本文抜粋
====================

とうへんぼくのすっとこどっこい

小田急線に唐木田(からきだ)という駅があります。

子供の頃にはなかった駅ですが、最初に「唐木田行」という電車を見たとき、私はすでに大人になっていましたが、「えっ? とうへんぼく行?」って思いました。

唐変木。

唐木田に似てませんか?

ブログに唐変木って書いたら、「唐変木って何ですか?」と聞かれました。

そうか、そういう言葉はもう死語なのかな?

まぁ、確かに今では使いませんよね。

こちとら江戸っ子なもので、子供の頃は爺さん、婆さんの年齢の人たちはよく使ってました。

「とうへんぼく」
そして
「すっとこどっこい」
あと
「でれすけあんぽんたん」
ってものあった。

気が利かない、間抜け、ボーっとしている、でくのぼう、大馬鹿野郎というような意味です。
差別用語でも放送禁止用語でもないと思いますが、これを言われちゃうと江戸っ子としては癪に障る言葉です。

別に江戸っ子を自慢するわけじゃあありません。
江戸っ子というのは悲しいもので、私の世代などはひとことで言うと故郷がない。
だから子供のころから地方に強いあこがれを持っていて、お江戸には未練もなく今でもこうして地方に住んでいるわけなのでありますが、何しろ明治維新の時には江戸っ子は50万人しかいなくて、その頃新潟県の人口は600万人ですから、つまりは江戸ってのはそんな場所だということです。
江戸っ子だからと言って自慢できるわけじゃあありません。

だって、その後の人口増加で江戸っ子は増えたんですけど、ほとんどが明治の時代に田舎じゃあ食えない二男坊三男坊が、家を出されてたどり着いたところが東京ですからね。

私は鳥塚という苗字ですが、母親の苗字は清野。
出は福島です。
明治生まれのおじいちゃんという人が飯坂から出てきました。
一人で出てこないで、兄弟3人で出てきた。
長男は家に残ることができたけど、それ以外は田舎では食っていけなかったんでしょうね。
3人で東京に出てきて板橋に住んで、始めた仕事はよいとまけ。
簡単に言うと土方大工です。

土方仕事の時に、みんなで力を合わせるときにかける言葉があるでしょう。

「せーの!」って。

苗字が清野でしょ。

「せーの!」って掛け声をかけられるとなんだかバカにされてるみたいで腹が立ったので、「きよの」と呼び方を変えた。
3兄弟一緒に「せいの」から「きよの」に変えたんだって、おじいちゃんが言ってたとおじさんから聞いたことがあります。

母親の母親、つまりおばあちゃんですが、こちらは土湯温泉の加藤という染物屋の娘。やっぱり田舎では食べていかれないから、先に東京へ出た清野のお兄さんと一緒になったのでしょう。

====================

ポインティング用データセットのレコード
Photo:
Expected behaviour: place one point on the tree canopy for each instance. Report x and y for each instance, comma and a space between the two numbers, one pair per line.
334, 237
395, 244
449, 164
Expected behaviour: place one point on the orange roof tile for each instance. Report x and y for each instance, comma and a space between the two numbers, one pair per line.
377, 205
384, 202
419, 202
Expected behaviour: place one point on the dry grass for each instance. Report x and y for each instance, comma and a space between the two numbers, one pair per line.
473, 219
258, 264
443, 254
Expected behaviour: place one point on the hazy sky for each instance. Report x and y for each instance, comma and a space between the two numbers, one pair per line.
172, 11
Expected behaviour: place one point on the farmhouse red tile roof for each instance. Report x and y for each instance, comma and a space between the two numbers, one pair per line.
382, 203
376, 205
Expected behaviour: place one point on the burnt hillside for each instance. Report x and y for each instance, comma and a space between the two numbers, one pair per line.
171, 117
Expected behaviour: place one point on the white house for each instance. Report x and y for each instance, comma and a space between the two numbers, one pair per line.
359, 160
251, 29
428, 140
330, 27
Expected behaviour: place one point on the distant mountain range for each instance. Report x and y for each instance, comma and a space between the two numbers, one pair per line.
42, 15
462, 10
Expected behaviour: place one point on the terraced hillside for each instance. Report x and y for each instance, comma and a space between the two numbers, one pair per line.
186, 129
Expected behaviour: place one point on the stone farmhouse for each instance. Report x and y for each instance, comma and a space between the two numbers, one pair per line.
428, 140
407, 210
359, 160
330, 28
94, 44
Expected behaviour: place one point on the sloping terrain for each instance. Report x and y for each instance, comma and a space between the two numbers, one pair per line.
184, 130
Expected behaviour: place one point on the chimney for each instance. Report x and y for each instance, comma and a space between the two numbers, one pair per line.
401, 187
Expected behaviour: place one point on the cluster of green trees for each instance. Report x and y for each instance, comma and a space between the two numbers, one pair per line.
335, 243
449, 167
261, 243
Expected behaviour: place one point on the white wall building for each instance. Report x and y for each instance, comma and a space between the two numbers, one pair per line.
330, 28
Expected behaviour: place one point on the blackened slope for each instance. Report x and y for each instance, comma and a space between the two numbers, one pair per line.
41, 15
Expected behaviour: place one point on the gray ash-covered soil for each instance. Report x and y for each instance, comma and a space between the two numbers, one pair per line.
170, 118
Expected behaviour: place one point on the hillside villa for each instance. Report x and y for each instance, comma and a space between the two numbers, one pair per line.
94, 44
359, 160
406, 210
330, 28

====================

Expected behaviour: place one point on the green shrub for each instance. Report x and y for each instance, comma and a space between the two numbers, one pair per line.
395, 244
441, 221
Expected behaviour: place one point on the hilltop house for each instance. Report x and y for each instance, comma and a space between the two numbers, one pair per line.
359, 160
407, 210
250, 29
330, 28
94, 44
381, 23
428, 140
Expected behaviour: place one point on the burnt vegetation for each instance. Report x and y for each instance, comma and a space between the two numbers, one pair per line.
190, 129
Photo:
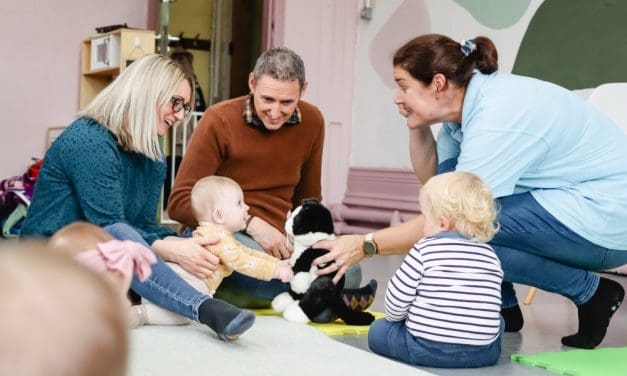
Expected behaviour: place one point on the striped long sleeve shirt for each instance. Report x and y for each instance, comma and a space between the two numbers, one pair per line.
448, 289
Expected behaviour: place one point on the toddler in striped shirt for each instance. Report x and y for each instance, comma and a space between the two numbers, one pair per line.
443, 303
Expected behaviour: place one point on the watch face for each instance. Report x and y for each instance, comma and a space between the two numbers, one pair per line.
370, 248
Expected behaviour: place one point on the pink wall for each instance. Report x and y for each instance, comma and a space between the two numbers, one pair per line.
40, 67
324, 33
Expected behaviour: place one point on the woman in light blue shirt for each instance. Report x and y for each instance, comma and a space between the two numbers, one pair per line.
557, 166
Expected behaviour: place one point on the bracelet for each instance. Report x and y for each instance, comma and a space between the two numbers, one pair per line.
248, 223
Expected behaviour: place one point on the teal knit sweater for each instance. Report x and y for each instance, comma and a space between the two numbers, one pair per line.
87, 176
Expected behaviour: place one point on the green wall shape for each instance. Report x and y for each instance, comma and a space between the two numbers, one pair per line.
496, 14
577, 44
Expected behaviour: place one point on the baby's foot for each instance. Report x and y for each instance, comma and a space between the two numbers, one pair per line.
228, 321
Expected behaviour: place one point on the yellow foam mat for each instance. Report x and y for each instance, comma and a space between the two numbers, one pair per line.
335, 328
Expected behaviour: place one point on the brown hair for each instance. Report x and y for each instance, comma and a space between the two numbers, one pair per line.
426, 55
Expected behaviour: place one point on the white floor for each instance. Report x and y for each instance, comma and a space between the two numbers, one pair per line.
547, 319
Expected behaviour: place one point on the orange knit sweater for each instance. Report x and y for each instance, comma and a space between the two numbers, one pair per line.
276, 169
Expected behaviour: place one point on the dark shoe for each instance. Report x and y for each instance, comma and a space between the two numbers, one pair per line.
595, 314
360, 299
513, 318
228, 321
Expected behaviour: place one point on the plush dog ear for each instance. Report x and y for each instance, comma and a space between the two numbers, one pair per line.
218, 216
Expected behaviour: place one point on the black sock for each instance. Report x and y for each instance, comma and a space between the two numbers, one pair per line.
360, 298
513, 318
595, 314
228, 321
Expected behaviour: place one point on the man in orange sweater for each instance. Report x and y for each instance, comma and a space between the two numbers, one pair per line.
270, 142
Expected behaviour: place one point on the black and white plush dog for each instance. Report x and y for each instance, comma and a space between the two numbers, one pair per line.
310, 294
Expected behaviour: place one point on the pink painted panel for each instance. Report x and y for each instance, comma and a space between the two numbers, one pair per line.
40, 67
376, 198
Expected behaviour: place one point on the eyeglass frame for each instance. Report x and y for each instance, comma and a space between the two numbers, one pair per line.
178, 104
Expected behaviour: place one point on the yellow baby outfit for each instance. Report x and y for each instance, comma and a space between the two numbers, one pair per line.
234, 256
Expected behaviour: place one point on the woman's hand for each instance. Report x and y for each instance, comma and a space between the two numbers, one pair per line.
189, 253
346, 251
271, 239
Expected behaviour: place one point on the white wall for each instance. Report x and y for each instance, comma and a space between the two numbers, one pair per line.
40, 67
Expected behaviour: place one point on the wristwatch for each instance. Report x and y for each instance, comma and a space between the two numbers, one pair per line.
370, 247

====================

課題
唐変木という言葉を扱った本文で、筆者が子供の頃に年配の人たちがよく使っていたとして挙げている言葉をすべて書き出してください。

実行結果
とうへんぼく
すっとこどっこい
でれすけあんぽんたん